═════ LISTED RECORDS ═════
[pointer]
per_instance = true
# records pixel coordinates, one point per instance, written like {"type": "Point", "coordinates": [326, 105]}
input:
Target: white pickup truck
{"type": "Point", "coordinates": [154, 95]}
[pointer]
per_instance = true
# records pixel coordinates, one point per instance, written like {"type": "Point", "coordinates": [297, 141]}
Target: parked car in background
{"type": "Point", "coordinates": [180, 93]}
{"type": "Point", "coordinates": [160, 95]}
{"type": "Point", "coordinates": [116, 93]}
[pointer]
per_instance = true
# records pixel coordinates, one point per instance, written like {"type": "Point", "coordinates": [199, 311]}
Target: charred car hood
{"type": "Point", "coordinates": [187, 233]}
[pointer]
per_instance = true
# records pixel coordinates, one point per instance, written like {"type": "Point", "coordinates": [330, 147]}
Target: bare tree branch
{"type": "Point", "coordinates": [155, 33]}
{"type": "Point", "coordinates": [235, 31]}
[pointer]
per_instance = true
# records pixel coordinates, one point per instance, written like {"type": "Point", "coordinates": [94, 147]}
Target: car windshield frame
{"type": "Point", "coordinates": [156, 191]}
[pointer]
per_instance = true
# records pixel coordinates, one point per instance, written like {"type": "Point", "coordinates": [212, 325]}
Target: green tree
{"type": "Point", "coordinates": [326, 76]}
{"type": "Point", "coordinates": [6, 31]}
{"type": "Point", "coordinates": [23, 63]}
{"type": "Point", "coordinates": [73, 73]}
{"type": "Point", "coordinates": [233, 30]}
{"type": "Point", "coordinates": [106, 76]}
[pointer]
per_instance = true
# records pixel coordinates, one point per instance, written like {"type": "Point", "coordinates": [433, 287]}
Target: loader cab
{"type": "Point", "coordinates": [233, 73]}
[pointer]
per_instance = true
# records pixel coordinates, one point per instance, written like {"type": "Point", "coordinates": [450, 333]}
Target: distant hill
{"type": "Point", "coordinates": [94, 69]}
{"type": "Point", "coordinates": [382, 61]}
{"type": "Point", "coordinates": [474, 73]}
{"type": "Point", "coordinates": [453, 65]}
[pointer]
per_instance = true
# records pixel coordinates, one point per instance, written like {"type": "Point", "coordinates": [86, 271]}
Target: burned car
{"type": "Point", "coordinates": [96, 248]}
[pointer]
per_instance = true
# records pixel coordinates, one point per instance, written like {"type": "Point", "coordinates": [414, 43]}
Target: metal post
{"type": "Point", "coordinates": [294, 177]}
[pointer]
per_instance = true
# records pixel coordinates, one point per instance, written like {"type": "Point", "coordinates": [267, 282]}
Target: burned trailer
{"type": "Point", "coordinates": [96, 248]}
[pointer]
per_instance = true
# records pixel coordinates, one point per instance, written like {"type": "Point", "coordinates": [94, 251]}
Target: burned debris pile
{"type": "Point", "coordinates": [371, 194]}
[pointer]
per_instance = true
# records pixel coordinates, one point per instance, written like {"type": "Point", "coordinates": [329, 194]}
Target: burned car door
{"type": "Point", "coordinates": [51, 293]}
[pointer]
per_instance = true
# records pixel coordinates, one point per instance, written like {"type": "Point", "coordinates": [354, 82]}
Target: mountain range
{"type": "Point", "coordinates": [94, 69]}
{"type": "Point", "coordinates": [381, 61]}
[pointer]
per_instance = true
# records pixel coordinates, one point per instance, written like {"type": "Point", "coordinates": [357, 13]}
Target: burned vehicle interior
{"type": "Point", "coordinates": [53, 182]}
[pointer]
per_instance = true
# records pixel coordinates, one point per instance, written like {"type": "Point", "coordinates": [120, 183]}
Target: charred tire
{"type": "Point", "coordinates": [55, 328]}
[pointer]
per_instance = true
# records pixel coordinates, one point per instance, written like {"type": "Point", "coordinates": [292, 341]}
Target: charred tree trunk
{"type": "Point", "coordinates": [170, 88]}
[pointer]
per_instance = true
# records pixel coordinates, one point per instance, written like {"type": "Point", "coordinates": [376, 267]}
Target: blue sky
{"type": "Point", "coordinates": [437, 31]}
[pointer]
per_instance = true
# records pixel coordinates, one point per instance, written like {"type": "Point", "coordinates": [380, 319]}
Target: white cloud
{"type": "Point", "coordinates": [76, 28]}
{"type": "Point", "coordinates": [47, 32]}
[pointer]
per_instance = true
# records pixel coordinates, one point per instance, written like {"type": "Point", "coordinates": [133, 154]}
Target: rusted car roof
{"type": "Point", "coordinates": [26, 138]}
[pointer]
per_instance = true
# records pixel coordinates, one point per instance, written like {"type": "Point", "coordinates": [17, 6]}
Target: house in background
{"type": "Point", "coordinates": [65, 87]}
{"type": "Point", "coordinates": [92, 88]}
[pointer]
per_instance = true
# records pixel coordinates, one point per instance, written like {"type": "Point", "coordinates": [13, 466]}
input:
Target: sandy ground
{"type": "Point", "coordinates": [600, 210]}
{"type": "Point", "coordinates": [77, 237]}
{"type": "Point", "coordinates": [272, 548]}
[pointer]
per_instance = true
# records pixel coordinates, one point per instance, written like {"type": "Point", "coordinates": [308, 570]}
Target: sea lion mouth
═════
WHAT IS NEEDED: Retype the whole listing above exactly.

RIGHT ANSWER:
[pointer]
per_instance = true
# records pixel coordinates, one point per instance, written like {"type": "Point", "coordinates": [326, 105]}
input:
Target: white pickup truck
{"type": "Point", "coordinates": [154, 95]}
[pointer]
per_instance = true
# records pixel coordinates, one point per instance, written like {"type": "Point", "coordinates": [297, 141]}
Target: parked car in background
{"type": "Point", "coordinates": [180, 93]}
{"type": "Point", "coordinates": [160, 95]}
{"type": "Point", "coordinates": [116, 93]}
[pointer]
per_instance = true
# records pixel coordinates, one point per instance, written like {"type": "Point", "coordinates": [199, 311]}
Target: charred car hood
{"type": "Point", "coordinates": [187, 233]}
[pointer]
per_instance = true
# records pixel coordinates, one point per instance, written like {"type": "Point", "coordinates": [330, 147]}
Target: bare tree branch
{"type": "Point", "coordinates": [155, 33]}
{"type": "Point", "coordinates": [235, 31]}
[pointer]
per_instance = true
# records pixel coordinates, one point per instance, written like {"type": "Point", "coordinates": [94, 147]}
Target: car windshield frame
{"type": "Point", "coordinates": [156, 191]}
[pointer]
per_instance = true
# records pixel coordinates, one point per instance, written like {"type": "Point", "coordinates": [212, 325]}
Target: green tree
{"type": "Point", "coordinates": [326, 76]}
{"type": "Point", "coordinates": [6, 31]}
{"type": "Point", "coordinates": [23, 63]}
{"type": "Point", "coordinates": [73, 73]}
{"type": "Point", "coordinates": [233, 30]}
{"type": "Point", "coordinates": [106, 76]}
[pointer]
per_instance = true
# records pixel coordinates, one point per instance, written like {"type": "Point", "coordinates": [433, 287]}
Target: loader cab
{"type": "Point", "coordinates": [233, 73]}
[pointer]
per_instance = true
# records pixel coordinates, one point per instance, written like {"type": "Point", "coordinates": [450, 333]}
Target: distant hill
{"type": "Point", "coordinates": [94, 69]}
{"type": "Point", "coordinates": [382, 61]}
{"type": "Point", "coordinates": [474, 73]}
{"type": "Point", "coordinates": [453, 65]}
[pointer]
per_instance = true
# records pixel coordinates, one point per instance, written like {"type": "Point", "coordinates": [86, 271]}
Target: burned car
{"type": "Point", "coordinates": [96, 248]}
[pointer]
per_instance = true
# records pixel coordinates, one point per instance, written like {"type": "Point", "coordinates": [414, 43]}
Target: metal post
{"type": "Point", "coordinates": [294, 177]}
[pointer]
per_instance = true
# records pixel coordinates, one point per instance, written like {"type": "Point", "coordinates": [267, 282]}
Target: burned trailer
{"type": "Point", "coordinates": [96, 248]}
[pointer]
per_instance = true
# records pixel coordinates, one point per instance, written like {"type": "Point", "coordinates": [94, 251]}
Target: burned debris pile
{"type": "Point", "coordinates": [371, 194]}
[pointer]
per_instance = true
# records pixel coordinates, one point per instance, written like {"type": "Point", "coordinates": [329, 194]}
Target: burned car door
{"type": "Point", "coordinates": [51, 293]}
[pointer]
per_instance = true
# records pixel coordinates, one point per instance, written like {"type": "Point", "coordinates": [354, 82]}
Target: mountain range
{"type": "Point", "coordinates": [94, 69]}
{"type": "Point", "coordinates": [381, 61]}
[pointer]
per_instance = true
# records pixel coordinates, one point per instance, written like {"type": "Point", "coordinates": [357, 13]}
Target: burned vehicle interior
{"type": "Point", "coordinates": [53, 182]}
[pointer]
per_instance = true
# records pixel coordinates, one point per instance, written like {"type": "Point", "coordinates": [120, 183]}
Target: charred tire
{"type": "Point", "coordinates": [55, 328]}
[pointer]
per_instance = true
# records pixel coordinates, one point per instance, written like {"type": "Point", "coordinates": [292, 341]}
Target: charred tree trunk
{"type": "Point", "coordinates": [170, 88]}
[pointer]
per_instance = true
# records pixel coordinates, one point per instance, written like {"type": "Point", "coordinates": [376, 267]}
Target: blue sky
{"type": "Point", "coordinates": [437, 31]}
[pointer]
per_instance = true
# records pixel coordinates, one point per instance, written like {"type": "Point", "coordinates": [380, 319]}
Target: white cloud
{"type": "Point", "coordinates": [76, 28]}
{"type": "Point", "coordinates": [47, 32]}
[pointer]
per_instance = true
# records pixel coordinates, one point per instance, written like {"type": "Point", "coordinates": [133, 154]}
Target: rusted car roof
{"type": "Point", "coordinates": [26, 138]}
[pointer]
per_instance = true
# records pixel coordinates, one point per instance, written like {"type": "Point", "coordinates": [17, 6]}
Target: house in background
{"type": "Point", "coordinates": [65, 87]}
{"type": "Point", "coordinates": [92, 88]}
[pointer]
per_instance = true
# records pixel coordinates, one point per instance, written like {"type": "Point", "coordinates": [13, 466]}
input:
Target: sandy ground
{"type": "Point", "coordinates": [600, 210]}
{"type": "Point", "coordinates": [77, 237]}
{"type": "Point", "coordinates": [272, 548]}
[pointer]
per_instance = true
# records pixel coordinates, one point per instance, written like {"type": "Point", "coordinates": [308, 570]}
Target: sea lion mouth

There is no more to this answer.